Look in the data below for the line that contains "the green moss". Copy that line and the remaining lines exactly.
+===+
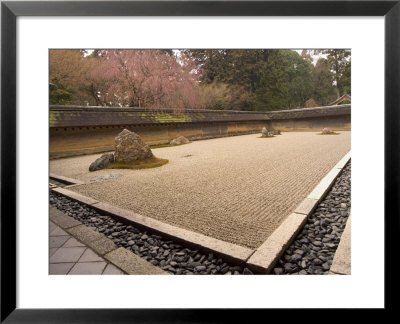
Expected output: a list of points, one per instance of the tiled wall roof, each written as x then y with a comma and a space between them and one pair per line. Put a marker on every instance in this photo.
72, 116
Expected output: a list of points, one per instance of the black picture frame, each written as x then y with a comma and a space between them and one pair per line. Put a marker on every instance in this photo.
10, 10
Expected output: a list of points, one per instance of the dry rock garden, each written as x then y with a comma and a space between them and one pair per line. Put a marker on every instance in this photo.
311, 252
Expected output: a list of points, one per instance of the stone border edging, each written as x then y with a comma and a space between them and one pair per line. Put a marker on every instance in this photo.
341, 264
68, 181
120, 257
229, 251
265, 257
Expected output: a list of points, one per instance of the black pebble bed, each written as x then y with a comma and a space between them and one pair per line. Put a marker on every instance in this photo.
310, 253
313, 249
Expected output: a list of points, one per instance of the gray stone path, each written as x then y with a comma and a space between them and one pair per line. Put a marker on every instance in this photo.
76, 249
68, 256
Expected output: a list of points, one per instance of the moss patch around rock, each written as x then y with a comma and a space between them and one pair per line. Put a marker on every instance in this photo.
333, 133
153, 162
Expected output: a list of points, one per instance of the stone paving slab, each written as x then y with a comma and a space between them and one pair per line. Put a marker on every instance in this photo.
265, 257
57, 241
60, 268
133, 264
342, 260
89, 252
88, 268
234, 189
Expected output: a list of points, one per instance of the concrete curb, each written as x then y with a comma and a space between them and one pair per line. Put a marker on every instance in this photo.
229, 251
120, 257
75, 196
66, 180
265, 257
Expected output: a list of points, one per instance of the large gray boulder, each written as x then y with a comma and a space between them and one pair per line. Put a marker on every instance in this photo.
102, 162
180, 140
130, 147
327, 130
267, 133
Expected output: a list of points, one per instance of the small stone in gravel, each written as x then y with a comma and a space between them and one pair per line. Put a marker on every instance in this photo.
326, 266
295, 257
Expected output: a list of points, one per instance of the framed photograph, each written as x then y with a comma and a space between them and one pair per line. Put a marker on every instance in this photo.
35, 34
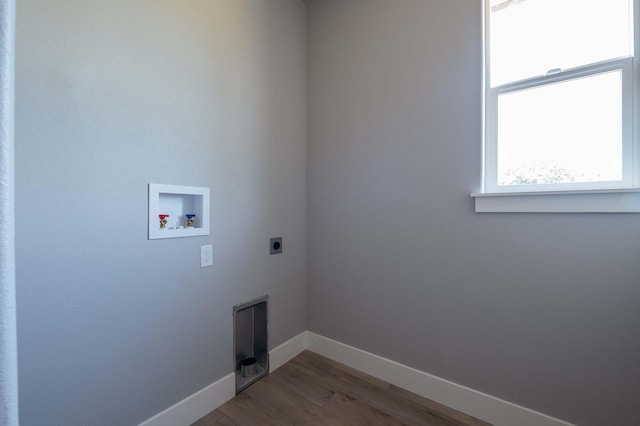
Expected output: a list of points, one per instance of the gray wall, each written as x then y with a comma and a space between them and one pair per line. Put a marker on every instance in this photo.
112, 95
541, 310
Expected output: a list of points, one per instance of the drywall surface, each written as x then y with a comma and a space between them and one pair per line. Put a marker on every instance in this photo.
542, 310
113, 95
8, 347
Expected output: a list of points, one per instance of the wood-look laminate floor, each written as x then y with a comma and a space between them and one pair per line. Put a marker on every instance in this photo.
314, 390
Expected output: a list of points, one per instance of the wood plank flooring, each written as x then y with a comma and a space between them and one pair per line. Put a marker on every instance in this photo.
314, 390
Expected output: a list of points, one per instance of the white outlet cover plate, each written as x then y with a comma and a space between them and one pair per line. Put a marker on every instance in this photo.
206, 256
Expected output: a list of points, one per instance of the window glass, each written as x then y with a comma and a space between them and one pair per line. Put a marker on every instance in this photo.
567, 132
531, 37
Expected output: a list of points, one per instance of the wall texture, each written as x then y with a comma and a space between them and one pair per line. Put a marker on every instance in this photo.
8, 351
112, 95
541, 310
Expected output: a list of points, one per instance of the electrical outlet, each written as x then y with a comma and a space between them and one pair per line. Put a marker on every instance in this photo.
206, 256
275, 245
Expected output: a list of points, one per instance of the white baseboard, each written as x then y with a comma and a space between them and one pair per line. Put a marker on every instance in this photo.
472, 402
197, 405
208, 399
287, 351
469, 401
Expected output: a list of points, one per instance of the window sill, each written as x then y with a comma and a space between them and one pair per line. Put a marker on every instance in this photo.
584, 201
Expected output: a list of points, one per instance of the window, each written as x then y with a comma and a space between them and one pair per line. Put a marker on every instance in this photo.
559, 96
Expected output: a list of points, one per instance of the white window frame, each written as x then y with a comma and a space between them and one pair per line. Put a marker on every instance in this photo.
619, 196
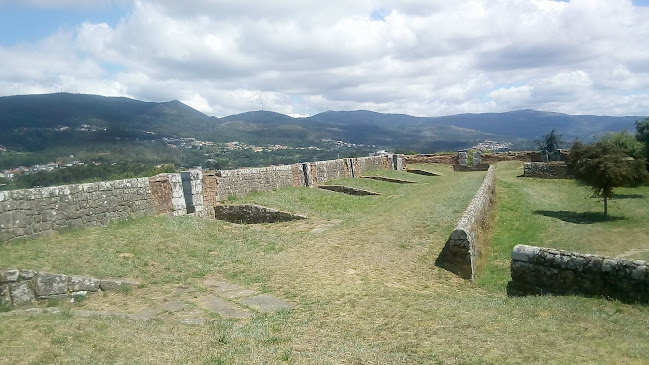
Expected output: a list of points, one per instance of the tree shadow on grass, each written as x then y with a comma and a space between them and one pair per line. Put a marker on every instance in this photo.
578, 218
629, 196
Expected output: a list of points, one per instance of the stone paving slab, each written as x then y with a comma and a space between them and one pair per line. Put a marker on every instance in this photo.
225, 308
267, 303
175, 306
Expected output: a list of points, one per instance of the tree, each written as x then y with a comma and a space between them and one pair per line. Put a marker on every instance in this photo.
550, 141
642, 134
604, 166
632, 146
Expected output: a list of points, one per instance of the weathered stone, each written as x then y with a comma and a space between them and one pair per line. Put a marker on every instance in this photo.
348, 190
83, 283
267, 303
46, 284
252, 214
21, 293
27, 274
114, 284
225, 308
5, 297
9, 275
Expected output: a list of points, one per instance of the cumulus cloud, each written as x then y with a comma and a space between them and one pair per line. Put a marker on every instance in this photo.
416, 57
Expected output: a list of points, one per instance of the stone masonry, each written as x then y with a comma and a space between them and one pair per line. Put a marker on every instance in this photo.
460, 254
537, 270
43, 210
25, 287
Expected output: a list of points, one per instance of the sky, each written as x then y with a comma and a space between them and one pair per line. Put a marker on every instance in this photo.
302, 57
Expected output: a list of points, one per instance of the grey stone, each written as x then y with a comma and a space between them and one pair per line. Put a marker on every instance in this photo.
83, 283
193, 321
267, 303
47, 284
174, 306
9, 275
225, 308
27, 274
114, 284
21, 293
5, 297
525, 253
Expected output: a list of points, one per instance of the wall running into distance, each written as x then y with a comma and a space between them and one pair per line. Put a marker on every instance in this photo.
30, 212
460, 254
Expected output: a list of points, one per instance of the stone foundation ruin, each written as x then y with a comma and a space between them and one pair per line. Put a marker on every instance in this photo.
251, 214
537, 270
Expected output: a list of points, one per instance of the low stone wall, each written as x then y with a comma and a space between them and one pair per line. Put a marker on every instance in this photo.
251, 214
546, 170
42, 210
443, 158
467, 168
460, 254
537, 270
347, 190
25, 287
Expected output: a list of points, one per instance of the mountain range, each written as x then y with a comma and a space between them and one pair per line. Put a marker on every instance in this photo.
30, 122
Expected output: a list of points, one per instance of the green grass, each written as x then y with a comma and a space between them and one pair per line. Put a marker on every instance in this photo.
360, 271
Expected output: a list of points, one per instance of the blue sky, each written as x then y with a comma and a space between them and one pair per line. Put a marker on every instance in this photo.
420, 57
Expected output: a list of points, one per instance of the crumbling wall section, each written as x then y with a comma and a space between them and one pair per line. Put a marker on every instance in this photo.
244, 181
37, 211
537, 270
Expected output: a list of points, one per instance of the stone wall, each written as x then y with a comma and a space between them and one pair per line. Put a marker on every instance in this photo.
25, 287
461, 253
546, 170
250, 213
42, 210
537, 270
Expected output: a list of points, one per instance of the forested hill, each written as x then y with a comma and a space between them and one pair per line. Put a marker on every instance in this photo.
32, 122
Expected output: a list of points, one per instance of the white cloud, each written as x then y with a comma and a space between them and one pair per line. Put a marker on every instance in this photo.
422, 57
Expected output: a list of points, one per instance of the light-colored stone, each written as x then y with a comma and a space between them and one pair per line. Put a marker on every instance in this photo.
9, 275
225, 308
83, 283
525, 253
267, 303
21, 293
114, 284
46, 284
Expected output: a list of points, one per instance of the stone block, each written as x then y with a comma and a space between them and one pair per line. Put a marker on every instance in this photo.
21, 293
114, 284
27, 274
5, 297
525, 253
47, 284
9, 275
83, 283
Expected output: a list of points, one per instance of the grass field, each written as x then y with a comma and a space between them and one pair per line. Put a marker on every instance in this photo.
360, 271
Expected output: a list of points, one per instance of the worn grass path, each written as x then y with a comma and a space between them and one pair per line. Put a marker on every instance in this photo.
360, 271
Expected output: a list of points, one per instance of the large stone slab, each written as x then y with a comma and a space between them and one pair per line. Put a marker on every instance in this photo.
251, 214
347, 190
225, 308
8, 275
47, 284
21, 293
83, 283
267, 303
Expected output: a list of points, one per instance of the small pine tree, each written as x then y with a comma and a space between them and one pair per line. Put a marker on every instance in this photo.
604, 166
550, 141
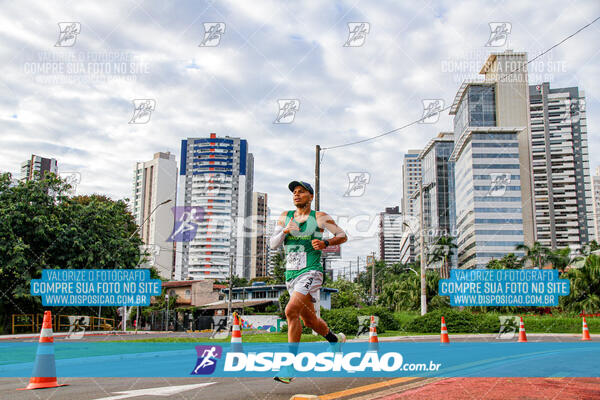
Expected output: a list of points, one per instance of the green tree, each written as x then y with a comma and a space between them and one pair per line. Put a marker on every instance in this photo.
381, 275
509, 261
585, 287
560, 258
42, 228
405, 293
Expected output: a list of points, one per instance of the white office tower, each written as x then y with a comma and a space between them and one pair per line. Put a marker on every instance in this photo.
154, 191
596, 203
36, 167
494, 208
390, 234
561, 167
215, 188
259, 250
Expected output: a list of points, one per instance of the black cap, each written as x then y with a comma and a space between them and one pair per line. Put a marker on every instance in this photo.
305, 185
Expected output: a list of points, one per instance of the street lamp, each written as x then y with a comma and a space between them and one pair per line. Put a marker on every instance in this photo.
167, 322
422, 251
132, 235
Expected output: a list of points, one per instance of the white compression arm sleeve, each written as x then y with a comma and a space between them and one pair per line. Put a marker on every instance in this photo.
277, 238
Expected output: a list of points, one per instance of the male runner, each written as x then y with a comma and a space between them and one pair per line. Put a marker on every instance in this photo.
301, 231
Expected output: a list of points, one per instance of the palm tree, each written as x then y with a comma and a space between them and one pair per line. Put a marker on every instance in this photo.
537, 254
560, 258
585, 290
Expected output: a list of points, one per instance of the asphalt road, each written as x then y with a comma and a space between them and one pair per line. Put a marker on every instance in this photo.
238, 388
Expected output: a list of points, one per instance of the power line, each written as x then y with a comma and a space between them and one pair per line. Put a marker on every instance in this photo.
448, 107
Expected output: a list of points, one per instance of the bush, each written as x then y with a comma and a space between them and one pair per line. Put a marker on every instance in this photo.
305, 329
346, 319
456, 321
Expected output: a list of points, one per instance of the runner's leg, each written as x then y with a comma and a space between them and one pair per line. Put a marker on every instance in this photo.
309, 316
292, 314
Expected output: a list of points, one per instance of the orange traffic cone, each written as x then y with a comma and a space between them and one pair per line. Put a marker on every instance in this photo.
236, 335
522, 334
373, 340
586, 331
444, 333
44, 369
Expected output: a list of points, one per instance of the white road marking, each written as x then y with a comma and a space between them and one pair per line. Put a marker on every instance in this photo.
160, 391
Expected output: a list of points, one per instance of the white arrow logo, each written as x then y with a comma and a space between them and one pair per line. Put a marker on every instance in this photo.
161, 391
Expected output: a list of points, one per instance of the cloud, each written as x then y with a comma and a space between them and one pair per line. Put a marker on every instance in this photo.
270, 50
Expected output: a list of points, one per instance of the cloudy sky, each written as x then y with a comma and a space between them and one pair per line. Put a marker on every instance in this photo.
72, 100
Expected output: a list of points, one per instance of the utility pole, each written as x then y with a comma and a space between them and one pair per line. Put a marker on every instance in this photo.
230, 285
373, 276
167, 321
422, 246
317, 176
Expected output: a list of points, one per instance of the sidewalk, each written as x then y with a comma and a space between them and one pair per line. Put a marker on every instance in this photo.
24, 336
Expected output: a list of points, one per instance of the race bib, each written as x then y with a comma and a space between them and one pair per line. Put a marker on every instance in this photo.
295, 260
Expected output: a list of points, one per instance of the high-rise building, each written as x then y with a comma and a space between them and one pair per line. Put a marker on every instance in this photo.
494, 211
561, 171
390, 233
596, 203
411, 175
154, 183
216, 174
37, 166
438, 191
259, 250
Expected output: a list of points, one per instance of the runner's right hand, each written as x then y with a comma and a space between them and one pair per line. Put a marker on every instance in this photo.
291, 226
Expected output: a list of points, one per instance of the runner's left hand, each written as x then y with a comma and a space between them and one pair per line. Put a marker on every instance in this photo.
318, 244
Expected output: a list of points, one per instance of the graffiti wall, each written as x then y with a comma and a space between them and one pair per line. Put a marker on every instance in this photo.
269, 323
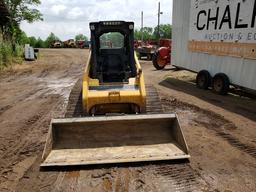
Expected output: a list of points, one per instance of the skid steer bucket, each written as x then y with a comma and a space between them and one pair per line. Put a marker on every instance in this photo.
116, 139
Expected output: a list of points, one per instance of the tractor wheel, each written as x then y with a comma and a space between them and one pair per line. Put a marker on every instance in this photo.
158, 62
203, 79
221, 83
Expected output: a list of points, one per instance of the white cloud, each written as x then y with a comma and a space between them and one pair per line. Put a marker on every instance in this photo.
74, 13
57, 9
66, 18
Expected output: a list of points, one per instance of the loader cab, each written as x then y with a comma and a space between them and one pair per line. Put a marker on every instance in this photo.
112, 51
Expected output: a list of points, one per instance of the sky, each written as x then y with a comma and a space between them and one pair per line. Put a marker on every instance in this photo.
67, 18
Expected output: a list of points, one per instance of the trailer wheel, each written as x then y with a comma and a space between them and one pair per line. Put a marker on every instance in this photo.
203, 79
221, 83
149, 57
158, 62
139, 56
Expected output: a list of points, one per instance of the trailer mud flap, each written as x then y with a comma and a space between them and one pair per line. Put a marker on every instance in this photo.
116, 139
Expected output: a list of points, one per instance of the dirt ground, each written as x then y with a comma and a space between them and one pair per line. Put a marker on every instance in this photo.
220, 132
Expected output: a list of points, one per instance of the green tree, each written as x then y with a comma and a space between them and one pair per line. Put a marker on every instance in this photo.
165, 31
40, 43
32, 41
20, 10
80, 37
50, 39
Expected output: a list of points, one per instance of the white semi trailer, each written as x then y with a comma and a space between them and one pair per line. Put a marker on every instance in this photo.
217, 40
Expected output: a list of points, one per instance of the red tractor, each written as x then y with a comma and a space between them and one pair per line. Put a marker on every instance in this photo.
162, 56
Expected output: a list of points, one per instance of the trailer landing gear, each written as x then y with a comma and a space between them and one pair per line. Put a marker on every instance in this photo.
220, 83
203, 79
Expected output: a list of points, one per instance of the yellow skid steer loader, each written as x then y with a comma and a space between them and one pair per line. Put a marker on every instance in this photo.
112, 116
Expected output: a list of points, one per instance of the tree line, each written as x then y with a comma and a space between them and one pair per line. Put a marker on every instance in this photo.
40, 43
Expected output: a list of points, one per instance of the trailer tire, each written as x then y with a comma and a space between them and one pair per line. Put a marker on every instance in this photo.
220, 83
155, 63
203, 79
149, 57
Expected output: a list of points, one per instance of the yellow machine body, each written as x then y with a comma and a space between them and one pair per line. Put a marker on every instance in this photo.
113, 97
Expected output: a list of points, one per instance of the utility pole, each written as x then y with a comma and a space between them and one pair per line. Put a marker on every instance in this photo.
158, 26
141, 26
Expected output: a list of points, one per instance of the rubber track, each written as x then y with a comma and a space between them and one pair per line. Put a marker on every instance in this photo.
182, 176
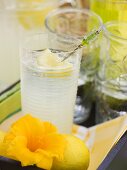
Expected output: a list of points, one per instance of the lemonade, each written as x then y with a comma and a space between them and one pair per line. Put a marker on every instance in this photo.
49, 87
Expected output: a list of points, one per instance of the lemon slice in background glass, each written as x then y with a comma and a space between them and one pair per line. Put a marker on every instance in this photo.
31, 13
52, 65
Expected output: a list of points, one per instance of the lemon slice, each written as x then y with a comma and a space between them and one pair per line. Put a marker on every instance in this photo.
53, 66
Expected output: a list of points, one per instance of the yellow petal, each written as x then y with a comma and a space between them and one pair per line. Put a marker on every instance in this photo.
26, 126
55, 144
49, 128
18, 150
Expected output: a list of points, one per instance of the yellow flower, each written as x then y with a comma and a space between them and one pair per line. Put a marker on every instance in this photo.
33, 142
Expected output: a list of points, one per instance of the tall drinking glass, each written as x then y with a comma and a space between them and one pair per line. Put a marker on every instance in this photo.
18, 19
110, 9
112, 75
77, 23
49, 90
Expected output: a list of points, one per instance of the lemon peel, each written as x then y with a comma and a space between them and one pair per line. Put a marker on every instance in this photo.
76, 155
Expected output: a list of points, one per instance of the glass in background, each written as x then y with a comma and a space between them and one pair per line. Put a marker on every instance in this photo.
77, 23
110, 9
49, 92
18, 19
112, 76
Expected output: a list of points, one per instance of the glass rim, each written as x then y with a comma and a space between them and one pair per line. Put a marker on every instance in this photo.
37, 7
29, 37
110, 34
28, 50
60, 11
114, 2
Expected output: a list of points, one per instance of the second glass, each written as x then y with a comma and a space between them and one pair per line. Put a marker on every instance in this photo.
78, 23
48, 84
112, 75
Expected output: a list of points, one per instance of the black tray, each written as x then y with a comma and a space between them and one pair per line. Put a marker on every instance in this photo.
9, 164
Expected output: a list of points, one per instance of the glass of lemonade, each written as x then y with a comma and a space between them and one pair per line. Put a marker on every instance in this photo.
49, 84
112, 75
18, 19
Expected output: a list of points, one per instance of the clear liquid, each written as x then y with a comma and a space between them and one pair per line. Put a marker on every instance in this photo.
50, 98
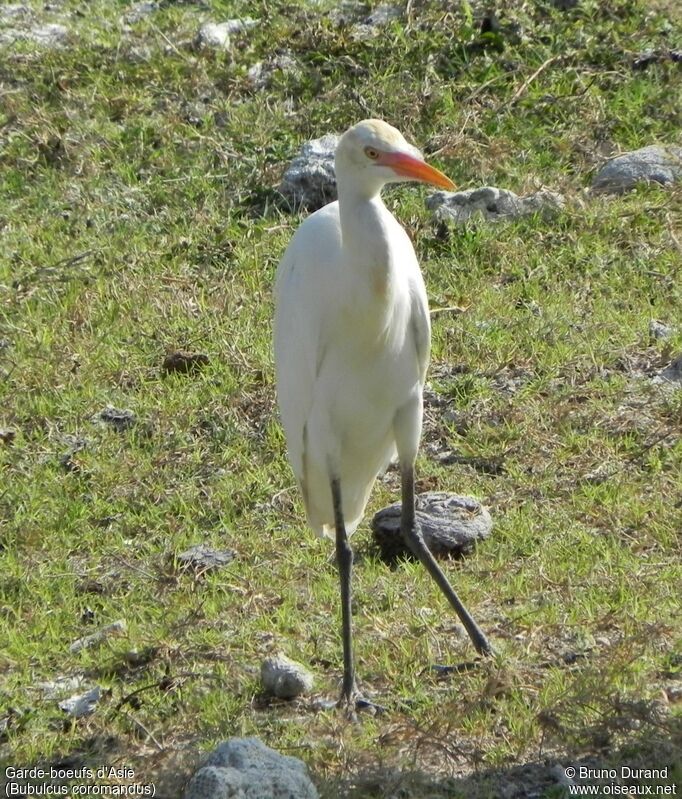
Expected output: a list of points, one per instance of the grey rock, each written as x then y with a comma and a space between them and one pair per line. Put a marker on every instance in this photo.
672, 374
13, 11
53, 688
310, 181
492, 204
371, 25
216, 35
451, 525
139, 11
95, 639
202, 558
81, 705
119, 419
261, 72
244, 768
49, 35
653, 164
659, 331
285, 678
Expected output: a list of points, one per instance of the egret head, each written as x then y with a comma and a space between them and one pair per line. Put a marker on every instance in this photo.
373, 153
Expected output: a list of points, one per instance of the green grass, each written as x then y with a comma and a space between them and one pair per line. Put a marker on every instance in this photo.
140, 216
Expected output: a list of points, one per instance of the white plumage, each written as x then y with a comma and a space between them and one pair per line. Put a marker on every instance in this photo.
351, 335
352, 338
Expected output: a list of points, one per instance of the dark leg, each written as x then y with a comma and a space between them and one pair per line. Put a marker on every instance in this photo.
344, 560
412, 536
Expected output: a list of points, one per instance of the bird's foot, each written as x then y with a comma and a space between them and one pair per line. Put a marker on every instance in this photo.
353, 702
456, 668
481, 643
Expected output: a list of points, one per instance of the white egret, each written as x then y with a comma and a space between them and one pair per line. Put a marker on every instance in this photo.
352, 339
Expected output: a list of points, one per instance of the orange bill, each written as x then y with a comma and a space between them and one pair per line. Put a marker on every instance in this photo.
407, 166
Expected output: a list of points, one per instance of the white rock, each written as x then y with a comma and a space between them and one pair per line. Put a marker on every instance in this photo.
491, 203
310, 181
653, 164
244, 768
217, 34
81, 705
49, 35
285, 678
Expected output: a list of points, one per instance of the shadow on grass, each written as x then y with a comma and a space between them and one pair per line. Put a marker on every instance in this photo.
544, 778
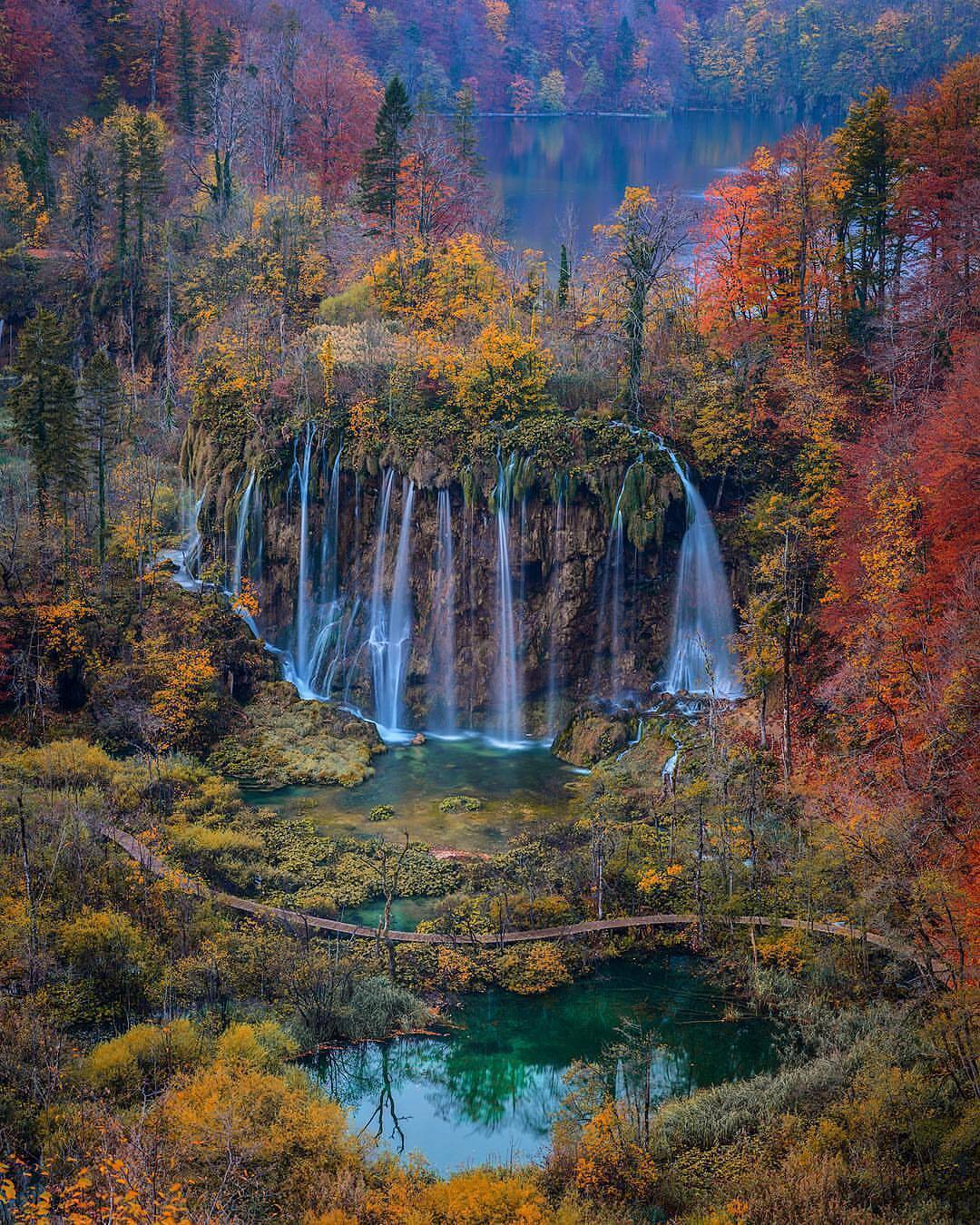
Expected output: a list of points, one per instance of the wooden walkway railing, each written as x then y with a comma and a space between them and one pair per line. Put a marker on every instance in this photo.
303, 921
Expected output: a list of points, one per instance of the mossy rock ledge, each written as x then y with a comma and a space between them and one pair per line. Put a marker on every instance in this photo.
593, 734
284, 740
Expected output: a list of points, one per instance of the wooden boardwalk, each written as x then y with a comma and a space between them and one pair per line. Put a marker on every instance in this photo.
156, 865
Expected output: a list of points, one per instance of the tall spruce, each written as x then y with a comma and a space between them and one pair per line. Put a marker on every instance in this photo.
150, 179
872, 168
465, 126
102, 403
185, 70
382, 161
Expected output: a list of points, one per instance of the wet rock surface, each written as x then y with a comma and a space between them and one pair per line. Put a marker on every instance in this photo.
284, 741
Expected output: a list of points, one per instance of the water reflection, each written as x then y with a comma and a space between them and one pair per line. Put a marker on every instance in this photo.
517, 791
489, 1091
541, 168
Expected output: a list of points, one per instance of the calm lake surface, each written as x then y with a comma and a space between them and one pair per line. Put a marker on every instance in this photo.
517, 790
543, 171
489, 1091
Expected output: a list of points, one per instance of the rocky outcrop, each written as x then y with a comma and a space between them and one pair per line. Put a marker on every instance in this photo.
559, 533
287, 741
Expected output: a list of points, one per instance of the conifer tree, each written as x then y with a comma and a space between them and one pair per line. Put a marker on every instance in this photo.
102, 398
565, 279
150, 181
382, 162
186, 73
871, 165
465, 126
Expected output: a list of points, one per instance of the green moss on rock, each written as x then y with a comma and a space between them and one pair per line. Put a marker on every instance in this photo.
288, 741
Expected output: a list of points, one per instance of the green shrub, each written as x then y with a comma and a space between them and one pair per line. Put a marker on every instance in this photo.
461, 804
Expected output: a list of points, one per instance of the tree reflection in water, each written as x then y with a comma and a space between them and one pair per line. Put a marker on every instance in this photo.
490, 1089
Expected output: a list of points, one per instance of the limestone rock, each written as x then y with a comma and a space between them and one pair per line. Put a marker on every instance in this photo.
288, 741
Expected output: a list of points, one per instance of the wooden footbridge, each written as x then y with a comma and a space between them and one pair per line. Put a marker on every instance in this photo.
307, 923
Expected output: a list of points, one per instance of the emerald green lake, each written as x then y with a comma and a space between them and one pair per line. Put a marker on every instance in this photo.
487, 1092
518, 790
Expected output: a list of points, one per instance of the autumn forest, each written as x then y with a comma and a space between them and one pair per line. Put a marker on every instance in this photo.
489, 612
+===+
__Correct response__.
Expected output: a list of points, one per instance of the green moss on rock, each written as x then y with a comma and a space between them and one pair per line. Put a marker on every instance in this photo.
288, 741
Expected output: a list of points, one per instance of the green shrub, each written as x then y with a comma and a space between them and one pair per line. Put a marker on every instance in this photo.
461, 804
Expected output: a list of points, one per instance of the tree reflection in water, each written as x then y with a comma and a space between them and one pair per line. Put a marker on every instance in this photo.
490, 1089
Expected output: a list of points, one per instance of the limestone rock, each written as x then y with a comma and a space between them and one pair per line. Put a marker on every instance in this photo.
288, 741
Expected output: a list of points, one per instance of the wooden footbridge, each written as x then y with a comma and a space between them and one pair per line. Put a marker on every instance in this photo.
307, 923
Expected output: a list of points, one per instance of the emerald green lake, each written as x then y with a comma and a space between them and one pair per line. Put a marker on every instance in this photo.
487, 1092
518, 790
Expected output: a list of points, one per instance of the autumn forest, each written as x then y with a comma and a space between them and one pair per line. Put a marker on every instance in this photo.
489, 612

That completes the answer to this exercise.